**SET TASK 1:**
In the excerpted passage, which grant numbers are listed as supporting the work?

**EXCERPTED PASSAGE:**
____________

Our analysis treated the simple case of two-dimensional. To expand our results, we need to calculate the marginal likelihood in (8) for general cases. Although this is written using the generalized Bingham distribution or its product, the derivation of the estimators or the conditions is difficult due to the complexity of the hypergeometric function. We need a new method to solve this problem. Nonetheless, this work has given a new insight to this problem because the Bayesian approach is shown to be hopeful.

FINANCIAL SUPPORT

This work was supported by JSPS KAKENHI Grant Numbers 25280083, 17H01817, 17H05863.

STATEMENT OF INTEREST

None.

APPENDIX

Proof of Proposition 1

Since p(L, U|N, V, Λ) in (8) is the joint distribution of eigenvalues and eigenvectors transformed from the Wishart distribution with degree of freedom N and scale matrix VΛV T, the probability density function is given by

(A.1)$$\eqalign{& p\left(L,U\vert N,V,\Lambda\right)\cr & =\displaystyle{N^{ND/2}\left\vert S\right\vert ^{\left(N-D-1\right)/2}\exp\left(-\left(N/2\right){\rm tr}\left(SV\Lambda^{-1}V^{T}\right)\right) \over 2^{ND/2}\left\vert \Lambda\right\vert ^{N/2}\Gamma_{D}\left(N/2\right)} \cr & \quad\cdot \prod_{i \lt j}\left\vert \ell_{i}-\ell_{j}\right\vert} $$
(A.2)$$\eqalign{&=\displaystyle{N^{ND/2}\left\vert L\right\vert ^{\left(N-D-1\right)/2}\exp\!\left(-\left(N/2\right){\rm tr}\!\left(ULU^{T}V\Lambda^{-1}V^{T}\right)\!\right) \over 2^{ND/2}\left\vert \Lambda\right\vert ^{N/2}\Gamma_{D}\left(N/2\right)} \cr & \quad\cdot \prod_{i \lt j}\left\vert \ell_{i}-\ell_{j}\right\vert,} $$

where ΓD denotes the multivariate gamma function defined as

(A.3)$$\Gamma_{D}\left(N/2\right)= \pi^{D\left(D-1\right)/2} \prod_{i=1}^{D}\Gamma\left(\displaystyle{1 \over 2}\left(N-i+1\right)\right).$$

Here, the last term ∏i<j|ℓi − ℓj| is the Jacobian to transform variables from the elements of matrix to eigenvalues and eigenvectors.

____________

**SET TASK 2:**
Quote the part of the entries that opens with the line containing "Where can the white guardrail" and continues through the last of the entries, including both ends.

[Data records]
____________

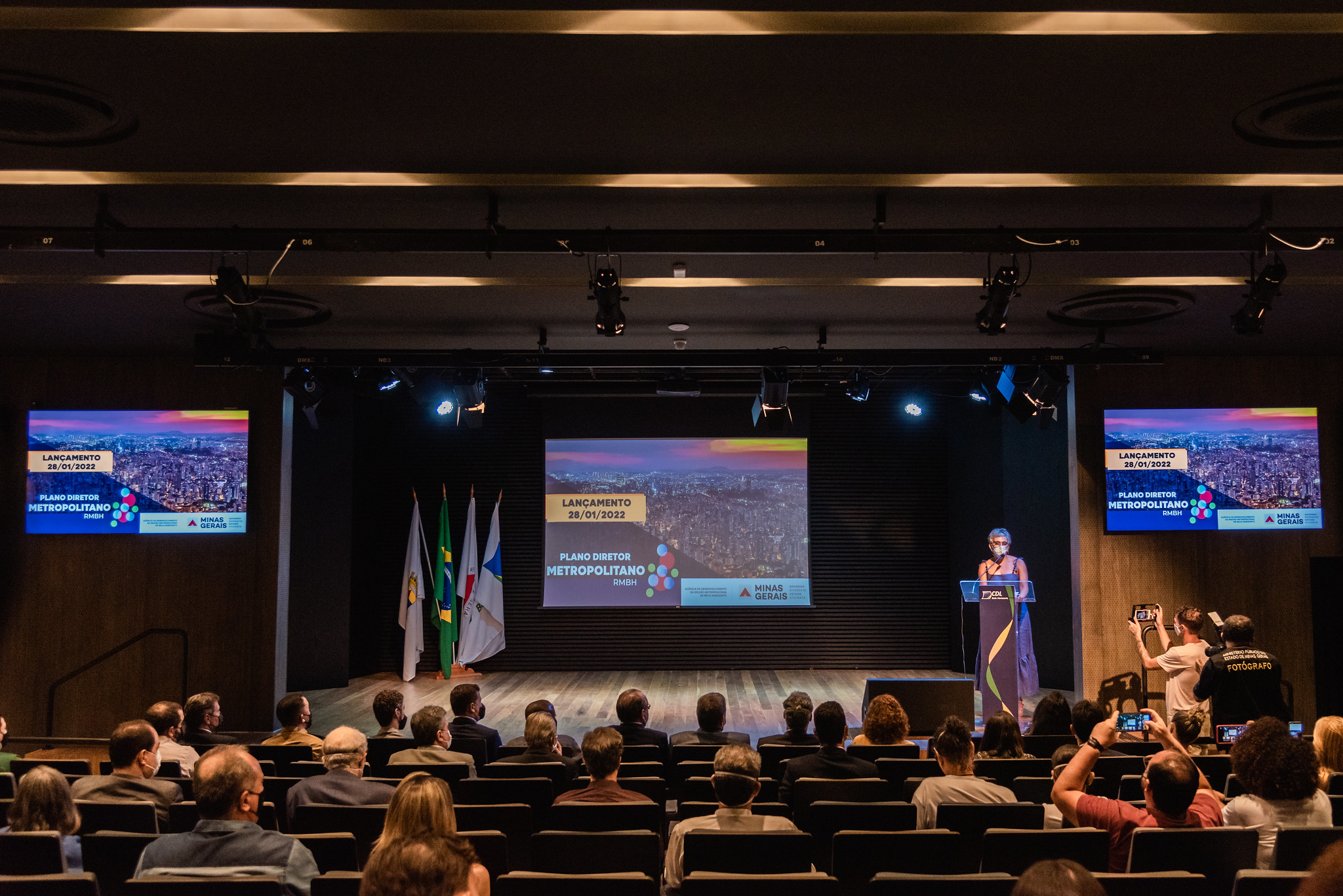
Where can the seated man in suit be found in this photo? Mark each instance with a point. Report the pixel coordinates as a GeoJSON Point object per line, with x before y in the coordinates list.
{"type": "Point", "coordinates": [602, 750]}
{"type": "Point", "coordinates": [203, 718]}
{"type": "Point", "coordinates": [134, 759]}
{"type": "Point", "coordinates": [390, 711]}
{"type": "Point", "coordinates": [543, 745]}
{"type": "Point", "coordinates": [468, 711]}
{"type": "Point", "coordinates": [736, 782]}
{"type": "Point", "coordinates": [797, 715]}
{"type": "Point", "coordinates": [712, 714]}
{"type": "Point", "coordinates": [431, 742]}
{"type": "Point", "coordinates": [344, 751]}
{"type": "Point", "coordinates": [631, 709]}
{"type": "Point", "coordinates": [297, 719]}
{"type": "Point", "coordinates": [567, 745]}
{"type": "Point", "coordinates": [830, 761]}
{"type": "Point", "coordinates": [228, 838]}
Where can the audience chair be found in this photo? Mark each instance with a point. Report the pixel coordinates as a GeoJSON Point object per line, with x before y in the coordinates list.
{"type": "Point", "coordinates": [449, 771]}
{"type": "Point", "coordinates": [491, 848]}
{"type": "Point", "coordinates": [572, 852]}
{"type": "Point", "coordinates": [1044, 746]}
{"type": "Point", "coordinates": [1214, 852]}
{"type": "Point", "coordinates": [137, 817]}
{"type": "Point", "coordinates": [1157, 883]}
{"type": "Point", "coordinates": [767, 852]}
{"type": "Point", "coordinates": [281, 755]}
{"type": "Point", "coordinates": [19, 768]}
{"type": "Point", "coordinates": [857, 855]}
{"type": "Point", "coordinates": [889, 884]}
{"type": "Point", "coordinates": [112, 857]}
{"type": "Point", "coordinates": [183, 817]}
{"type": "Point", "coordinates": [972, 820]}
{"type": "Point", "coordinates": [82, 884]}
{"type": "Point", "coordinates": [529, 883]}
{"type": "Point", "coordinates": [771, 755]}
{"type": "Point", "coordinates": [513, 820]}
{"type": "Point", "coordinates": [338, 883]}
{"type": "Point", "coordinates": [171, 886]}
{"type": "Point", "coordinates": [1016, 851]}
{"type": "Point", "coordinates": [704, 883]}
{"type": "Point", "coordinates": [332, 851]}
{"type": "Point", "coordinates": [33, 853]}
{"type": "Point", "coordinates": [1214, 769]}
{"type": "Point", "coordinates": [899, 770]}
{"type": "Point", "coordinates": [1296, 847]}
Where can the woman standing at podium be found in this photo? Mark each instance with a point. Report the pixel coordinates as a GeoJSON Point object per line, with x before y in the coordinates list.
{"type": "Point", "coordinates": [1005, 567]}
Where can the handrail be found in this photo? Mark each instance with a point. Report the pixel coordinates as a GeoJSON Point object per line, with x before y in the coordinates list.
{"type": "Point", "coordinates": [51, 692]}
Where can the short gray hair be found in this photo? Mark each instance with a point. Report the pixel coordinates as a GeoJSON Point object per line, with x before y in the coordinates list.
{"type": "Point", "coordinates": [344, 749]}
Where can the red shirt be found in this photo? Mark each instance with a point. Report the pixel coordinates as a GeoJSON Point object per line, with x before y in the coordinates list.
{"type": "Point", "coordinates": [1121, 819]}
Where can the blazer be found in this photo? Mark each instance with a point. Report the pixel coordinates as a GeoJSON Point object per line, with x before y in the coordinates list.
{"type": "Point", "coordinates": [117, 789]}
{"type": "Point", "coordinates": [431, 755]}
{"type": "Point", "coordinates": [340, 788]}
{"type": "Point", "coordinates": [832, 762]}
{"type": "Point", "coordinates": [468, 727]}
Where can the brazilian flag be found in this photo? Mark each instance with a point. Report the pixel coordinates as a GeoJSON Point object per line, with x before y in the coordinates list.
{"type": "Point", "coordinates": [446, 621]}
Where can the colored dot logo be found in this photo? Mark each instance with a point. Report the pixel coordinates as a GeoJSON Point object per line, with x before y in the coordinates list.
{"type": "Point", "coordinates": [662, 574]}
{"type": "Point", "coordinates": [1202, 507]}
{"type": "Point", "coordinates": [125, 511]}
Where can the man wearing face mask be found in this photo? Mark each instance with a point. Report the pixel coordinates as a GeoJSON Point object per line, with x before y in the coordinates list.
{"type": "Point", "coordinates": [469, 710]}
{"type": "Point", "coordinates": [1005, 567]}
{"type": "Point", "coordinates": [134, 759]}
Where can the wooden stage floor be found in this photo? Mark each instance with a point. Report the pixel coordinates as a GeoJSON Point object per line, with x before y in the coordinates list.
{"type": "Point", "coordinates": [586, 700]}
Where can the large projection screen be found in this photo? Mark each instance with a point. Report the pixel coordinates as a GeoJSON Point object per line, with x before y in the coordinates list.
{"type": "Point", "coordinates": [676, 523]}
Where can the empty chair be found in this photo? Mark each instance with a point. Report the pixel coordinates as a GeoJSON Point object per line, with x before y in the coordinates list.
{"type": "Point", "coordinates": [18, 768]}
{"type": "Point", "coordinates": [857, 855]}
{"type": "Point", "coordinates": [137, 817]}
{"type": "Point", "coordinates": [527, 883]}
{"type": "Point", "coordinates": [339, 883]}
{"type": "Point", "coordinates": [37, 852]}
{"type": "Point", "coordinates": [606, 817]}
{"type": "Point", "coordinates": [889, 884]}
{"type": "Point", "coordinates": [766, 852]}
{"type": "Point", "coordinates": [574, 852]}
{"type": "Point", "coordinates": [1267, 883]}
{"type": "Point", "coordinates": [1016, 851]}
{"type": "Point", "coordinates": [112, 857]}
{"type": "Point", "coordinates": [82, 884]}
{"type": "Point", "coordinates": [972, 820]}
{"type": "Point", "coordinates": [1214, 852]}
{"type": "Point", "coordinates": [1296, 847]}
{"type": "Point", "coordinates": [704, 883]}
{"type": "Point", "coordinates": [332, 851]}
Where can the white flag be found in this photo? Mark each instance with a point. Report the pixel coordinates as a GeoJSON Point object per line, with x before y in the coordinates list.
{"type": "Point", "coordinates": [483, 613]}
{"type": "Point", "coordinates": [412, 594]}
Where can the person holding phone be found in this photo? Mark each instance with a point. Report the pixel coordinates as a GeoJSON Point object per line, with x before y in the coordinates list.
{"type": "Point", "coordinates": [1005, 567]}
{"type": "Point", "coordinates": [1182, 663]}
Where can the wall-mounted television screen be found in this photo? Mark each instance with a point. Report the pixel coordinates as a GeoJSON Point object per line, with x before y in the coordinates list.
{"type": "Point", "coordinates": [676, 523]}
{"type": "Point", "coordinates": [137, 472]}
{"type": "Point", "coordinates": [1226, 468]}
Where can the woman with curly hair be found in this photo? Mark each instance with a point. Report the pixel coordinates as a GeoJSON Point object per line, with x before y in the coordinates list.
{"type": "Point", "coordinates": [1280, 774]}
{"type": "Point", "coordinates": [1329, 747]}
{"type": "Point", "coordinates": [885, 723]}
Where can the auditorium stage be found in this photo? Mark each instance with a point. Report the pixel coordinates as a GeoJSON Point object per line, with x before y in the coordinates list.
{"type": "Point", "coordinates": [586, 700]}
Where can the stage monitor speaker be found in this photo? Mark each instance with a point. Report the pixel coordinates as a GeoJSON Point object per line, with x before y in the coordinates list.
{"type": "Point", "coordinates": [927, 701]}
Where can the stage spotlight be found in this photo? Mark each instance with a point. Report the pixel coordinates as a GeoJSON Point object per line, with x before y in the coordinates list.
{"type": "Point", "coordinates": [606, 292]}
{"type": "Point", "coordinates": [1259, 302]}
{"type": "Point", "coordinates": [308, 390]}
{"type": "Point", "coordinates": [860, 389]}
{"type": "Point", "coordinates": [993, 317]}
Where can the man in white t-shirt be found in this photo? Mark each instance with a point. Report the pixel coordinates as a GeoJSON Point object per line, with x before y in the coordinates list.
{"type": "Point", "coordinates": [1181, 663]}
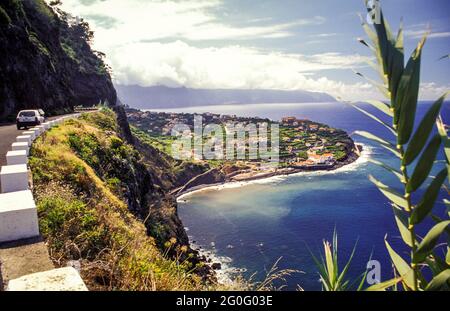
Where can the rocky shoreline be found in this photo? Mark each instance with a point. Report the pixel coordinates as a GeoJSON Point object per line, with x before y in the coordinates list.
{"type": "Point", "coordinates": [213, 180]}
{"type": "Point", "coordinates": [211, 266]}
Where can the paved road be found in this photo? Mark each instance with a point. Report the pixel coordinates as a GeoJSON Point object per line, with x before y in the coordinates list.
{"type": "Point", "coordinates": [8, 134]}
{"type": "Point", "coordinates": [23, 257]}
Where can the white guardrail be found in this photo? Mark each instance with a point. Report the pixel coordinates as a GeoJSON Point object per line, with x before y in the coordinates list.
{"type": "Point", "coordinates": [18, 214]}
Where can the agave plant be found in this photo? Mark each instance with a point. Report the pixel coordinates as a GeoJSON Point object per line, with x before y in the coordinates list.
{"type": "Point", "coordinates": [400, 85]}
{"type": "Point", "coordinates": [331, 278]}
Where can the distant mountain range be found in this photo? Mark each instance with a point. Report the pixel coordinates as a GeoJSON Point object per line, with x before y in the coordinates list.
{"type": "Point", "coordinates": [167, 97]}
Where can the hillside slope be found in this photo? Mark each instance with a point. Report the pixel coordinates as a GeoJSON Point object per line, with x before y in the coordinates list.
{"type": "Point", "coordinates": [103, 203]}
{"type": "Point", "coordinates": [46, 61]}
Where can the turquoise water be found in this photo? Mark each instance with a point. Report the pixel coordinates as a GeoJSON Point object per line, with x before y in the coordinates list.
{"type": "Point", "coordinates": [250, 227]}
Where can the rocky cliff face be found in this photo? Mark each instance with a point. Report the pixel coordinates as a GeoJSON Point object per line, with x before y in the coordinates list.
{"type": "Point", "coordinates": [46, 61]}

____________

**WRITTEN REPLY 1:**
JSPS KAKENHI Grant Numbers 25280083, 17H01817, and 17H05863.

**WRITTEN REPLY 2:**
Where can the white guardrail be found in this photo? Mark each instance with a point. Report the pixel coordinates as a GeoJSON Point object per line, with x before y in the coordinates list.
{"type": "Point", "coordinates": [18, 214]}
Where can the agave plant be found in this photo? Mark each instance with a point. Report the pixel coordinates as a GeoJSON Point object per line, with x before y in the coordinates list.
{"type": "Point", "coordinates": [400, 85]}
{"type": "Point", "coordinates": [331, 278]}
Where can the distant mountain range be found in this photo? Mark each instance with a point. Report the pixel coordinates as a GeoJSON Point object per line, with x before y in the coordinates list.
{"type": "Point", "coordinates": [167, 97]}
Where can the hillside slope be found in this photo? Mark each instance with a point. Report the pixel coordinates as a GeoJSON Point object per line, with x before y in the coordinates list.
{"type": "Point", "coordinates": [103, 203]}
{"type": "Point", "coordinates": [46, 61]}
Where can the turquoise water be found in this photo? Mark each instance with a point. Report the pixel coordinates as a GeoJSON Point object per line, with x before y in the coordinates list.
{"type": "Point", "coordinates": [250, 227]}
Where can the rocky cliff face be found in this photo? Mark each instance with a point. Report the pixel coordinates as a GeoJSON Point object per line, with x before y in the coordinates list.
{"type": "Point", "coordinates": [46, 61]}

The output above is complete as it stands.